Provided records>

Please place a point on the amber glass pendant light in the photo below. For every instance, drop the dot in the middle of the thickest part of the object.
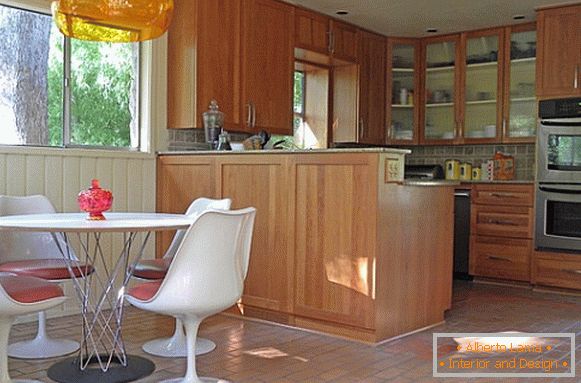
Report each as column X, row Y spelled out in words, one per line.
column 120, row 21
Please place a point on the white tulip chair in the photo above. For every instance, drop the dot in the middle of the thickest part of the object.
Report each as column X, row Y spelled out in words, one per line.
column 20, row 295
column 205, row 277
column 37, row 255
column 154, row 269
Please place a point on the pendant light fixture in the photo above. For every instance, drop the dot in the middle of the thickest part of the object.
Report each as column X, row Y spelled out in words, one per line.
column 119, row 21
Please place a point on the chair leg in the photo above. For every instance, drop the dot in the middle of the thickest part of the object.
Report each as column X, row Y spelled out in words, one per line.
column 5, row 324
column 42, row 346
column 175, row 347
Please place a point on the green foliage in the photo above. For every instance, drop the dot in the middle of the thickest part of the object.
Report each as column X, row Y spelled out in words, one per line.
column 102, row 76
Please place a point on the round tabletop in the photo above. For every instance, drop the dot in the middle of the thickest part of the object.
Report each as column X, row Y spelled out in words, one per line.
column 78, row 222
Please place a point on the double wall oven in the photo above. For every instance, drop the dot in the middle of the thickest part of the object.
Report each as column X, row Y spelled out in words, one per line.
column 558, row 182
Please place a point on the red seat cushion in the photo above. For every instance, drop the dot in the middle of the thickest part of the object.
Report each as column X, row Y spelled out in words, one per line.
column 144, row 291
column 151, row 268
column 25, row 289
column 51, row 269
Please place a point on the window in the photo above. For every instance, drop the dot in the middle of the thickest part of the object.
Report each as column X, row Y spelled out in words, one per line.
column 62, row 92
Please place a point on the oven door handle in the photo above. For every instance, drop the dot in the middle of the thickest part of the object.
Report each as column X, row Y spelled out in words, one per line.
column 561, row 190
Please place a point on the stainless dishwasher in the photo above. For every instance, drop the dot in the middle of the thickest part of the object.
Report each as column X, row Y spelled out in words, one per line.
column 461, row 233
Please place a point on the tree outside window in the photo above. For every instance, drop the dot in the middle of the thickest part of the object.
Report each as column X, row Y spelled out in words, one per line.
column 61, row 92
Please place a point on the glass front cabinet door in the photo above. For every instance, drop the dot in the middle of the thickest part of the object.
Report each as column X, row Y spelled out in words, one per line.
column 402, row 91
column 482, row 106
column 440, row 116
column 520, row 108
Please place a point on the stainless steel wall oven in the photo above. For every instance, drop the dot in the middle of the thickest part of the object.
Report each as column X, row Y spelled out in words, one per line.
column 558, row 183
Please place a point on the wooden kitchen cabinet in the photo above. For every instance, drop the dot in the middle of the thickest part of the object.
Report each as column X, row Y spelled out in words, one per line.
column 559, row 52
column 344, row 41
column 402, row 91
column 267, row 66
column 312, row 31
column 372, row 89
column 204, row 62
column 323, row 258
column 259, row 181
column 501, row 231
column 556, row 270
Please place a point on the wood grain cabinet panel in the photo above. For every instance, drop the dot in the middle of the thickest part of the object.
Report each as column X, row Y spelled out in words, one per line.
column 505, row 258
column 372, row 89
column 334, row 245
column 204, row 62
column 260, row 181
column 179, row 182
column 557, row 270
column 267, row 66
column 559, row 52
column 312, row 31
column 501, row 225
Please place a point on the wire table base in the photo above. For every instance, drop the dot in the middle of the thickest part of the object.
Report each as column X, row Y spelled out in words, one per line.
column 101, row 293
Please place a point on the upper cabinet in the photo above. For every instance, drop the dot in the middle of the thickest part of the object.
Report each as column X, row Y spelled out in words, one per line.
column 402, row 91
column 486, row 94
column 559, row 52
column 247, row 67
column 441, row 115
column 481, row 110
column 344, row 41
column 372, row 89
column 267, row 66
column 312, row 31
column 520, row 104
column 204, row 62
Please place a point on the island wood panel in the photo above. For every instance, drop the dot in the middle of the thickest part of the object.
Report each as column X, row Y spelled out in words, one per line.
column 181, row 180
column 334, row 238
column 414, row 260
column 261, row 181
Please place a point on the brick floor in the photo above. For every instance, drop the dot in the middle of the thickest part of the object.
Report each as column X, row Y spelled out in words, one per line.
column 256, row 352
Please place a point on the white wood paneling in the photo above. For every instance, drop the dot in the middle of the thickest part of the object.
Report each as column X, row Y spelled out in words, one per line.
column 60, row 175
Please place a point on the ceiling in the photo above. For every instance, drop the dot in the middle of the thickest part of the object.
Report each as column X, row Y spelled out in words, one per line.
column 411, row 18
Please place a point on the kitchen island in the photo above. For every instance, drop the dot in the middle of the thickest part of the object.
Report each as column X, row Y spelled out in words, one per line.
column 341, row 244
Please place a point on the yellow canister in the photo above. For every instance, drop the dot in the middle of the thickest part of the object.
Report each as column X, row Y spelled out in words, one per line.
column 476, row 174
column 452, row 169
column 465, row 171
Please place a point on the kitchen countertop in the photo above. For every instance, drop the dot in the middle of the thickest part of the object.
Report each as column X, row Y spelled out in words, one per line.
column 298, row 151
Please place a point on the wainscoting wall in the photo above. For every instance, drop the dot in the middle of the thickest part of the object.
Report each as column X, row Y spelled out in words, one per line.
column 61, row 174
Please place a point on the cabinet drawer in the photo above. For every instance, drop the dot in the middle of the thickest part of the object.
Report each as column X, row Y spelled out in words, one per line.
column 506, row 195
column 502, row 221
column 558, row 272
column 500, row 257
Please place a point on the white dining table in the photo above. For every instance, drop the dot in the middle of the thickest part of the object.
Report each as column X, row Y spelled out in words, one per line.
column 102, row 356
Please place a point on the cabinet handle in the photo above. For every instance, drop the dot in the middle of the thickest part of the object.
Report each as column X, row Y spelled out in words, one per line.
column 331, row 41
column 249, row 115
column 569, row 271
column 503, row 195
column 497, row 258
column 502, row 222
column 253, row 115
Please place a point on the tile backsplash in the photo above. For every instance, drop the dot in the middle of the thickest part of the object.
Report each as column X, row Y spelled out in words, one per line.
column 524, row 155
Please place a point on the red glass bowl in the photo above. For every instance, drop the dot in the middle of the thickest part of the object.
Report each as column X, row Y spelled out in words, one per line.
column 95, row 201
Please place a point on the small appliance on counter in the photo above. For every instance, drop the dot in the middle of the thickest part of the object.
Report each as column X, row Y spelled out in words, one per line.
column 424, row 172
column 452, row 169
column 213, row 124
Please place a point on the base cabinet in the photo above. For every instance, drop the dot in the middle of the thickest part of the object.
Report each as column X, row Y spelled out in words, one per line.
column 331, row 249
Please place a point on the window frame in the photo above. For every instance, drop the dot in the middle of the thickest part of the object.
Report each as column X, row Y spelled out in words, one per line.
column 151, row 54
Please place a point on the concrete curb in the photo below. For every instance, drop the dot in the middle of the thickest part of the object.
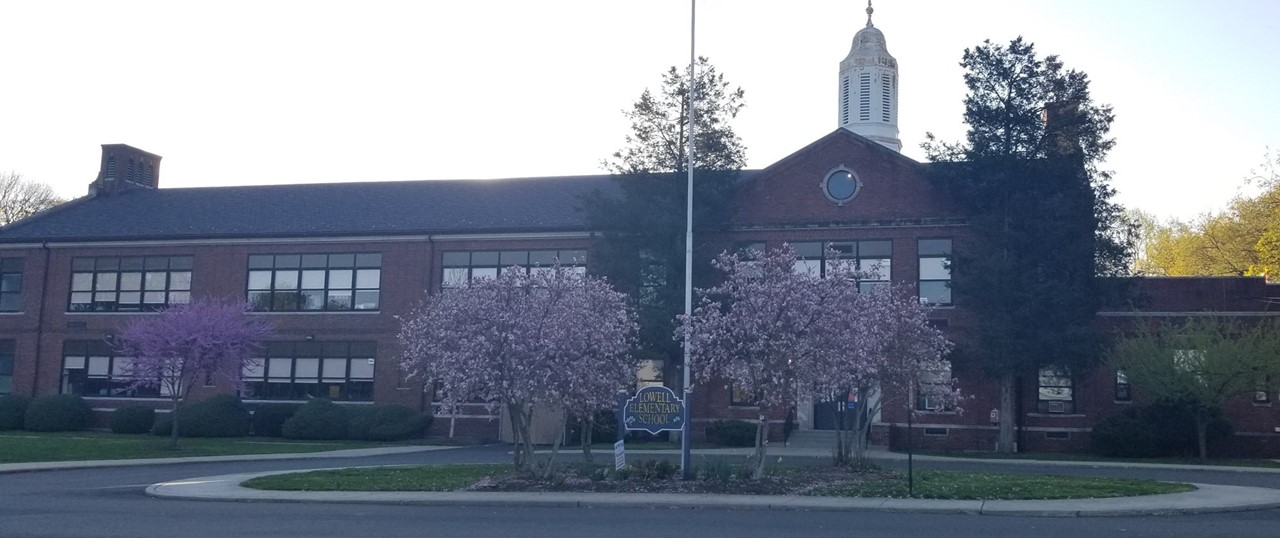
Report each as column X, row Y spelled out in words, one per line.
column 1206, row 498
column 99, row 464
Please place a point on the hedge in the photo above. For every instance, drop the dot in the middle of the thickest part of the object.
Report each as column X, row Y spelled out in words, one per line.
column 58, row 413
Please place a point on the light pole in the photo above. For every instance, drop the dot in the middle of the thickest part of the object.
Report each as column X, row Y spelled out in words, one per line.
column 685, row 468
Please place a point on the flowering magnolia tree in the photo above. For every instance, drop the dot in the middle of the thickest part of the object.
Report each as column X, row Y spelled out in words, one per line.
column 549, row 338
column 763, row 329
column 888, row 354
column 182, row 345
column 773, row 331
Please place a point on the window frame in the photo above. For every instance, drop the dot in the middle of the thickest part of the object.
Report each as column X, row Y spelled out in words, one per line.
column 571, row 259
column 855, row 252
column 257, row 378
column 1065, row 383
column 920, row 256
column 114, row 268
column 115, row 386
column 10, row 269
column 282, row 299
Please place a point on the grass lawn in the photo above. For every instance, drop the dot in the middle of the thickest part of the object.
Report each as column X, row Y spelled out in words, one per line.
column 794, row 480
column 420, row 478
column 1057, row 456
column 987, row 487
column 72, row 446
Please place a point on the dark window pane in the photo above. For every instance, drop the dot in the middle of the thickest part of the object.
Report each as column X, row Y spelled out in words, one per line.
column 457, row 259
column 10, row 282
column 935, row 247
column 132, row 264
column 342, row 260
column 315, row 260
column 261, row 261
column 484, row 259
column 876, row 249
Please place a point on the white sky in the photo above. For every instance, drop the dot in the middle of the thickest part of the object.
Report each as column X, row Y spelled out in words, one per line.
column 248, row 92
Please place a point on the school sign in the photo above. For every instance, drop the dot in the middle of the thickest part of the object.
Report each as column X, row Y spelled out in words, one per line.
column 654, row 409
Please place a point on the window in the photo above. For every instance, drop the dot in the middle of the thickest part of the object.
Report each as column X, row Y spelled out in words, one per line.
column 1056, row 391
column 314, row 282
column 841, row 186
column 461, row 268
column 864, row 97
column 1124, row 392
column 7, row 359
column 873, row 259
column 886, row 96
column 304, row 370
column 10, row 285
column 649, row 373
column 90, row 368
column 935, row 281
column 129, row 283
column 739, row 396
column 931, row 382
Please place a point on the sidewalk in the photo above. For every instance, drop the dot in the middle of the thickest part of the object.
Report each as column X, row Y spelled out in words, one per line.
column 883, row 455
column 1206, row 498
column 95, row 464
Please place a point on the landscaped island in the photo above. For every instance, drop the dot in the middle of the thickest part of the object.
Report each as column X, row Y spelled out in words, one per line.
column 659, row 477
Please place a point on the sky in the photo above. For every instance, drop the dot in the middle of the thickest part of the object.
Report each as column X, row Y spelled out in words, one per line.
column 259, row 92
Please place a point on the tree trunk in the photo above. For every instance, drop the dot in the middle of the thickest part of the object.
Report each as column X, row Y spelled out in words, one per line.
column 517, row 437
column 549, row 465
column 173, row 432
column 588, row 431
column 1006, row 441
column 762, row 441
column 1201, row 436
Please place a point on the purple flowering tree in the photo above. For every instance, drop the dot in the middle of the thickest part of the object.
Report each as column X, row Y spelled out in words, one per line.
column 551, row 340
column 190, row 343
column 773, row 332
column 885, row 350
column 763, row 329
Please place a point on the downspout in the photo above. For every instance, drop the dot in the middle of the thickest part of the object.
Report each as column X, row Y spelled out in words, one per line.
column 40, row 322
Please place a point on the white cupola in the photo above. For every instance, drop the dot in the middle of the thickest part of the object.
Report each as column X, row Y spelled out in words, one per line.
column 868, row 87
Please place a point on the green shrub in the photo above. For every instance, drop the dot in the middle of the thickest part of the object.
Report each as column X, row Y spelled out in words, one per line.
column 12, row 410
column 133, row 419
column 1162, row 428
column 648, row 470
column 731, row 433
column 58, row 413
column 385, row 423
column 223, row 415
column 269, row 418
column 319, row 420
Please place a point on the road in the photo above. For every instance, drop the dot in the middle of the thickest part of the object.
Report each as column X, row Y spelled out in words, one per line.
column 110, row 502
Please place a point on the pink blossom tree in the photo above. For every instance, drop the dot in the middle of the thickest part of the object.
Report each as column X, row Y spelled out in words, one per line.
column 888, row 352
column 773, row 331
column 764, row 329
column 182, row 345
column 549, row 338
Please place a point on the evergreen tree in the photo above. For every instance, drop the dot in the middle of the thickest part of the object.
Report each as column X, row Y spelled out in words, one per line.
column 643, row 219
column 1041, row 210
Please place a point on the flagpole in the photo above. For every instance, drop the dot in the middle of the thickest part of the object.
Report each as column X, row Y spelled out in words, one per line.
column 685, row 464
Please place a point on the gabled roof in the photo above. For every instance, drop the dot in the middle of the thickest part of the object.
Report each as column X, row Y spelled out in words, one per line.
column 320, row 209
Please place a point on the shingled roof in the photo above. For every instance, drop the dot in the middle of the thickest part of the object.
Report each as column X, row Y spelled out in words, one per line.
column 551, row 204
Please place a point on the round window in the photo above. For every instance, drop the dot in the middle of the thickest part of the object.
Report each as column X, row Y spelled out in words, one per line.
column 841, row 186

Aim>
Could you give the records from the line containing "Please place a point on the chair" down through the line containing "column 175, row 347", both ends included, as a two-column CSV with the columns record_text and points? Put one row per record, with each field in quotation marks and every line break changed to a space.

Completed task>
record_text,points
"Please place a point on the chair leg in the photo above. For every instance, drop the dot in the middle of the thickest part of the object. Report each as column X, row Y spelled out in words, one per line.","column 5, row 324 column 42, row 346 column 175, row 347"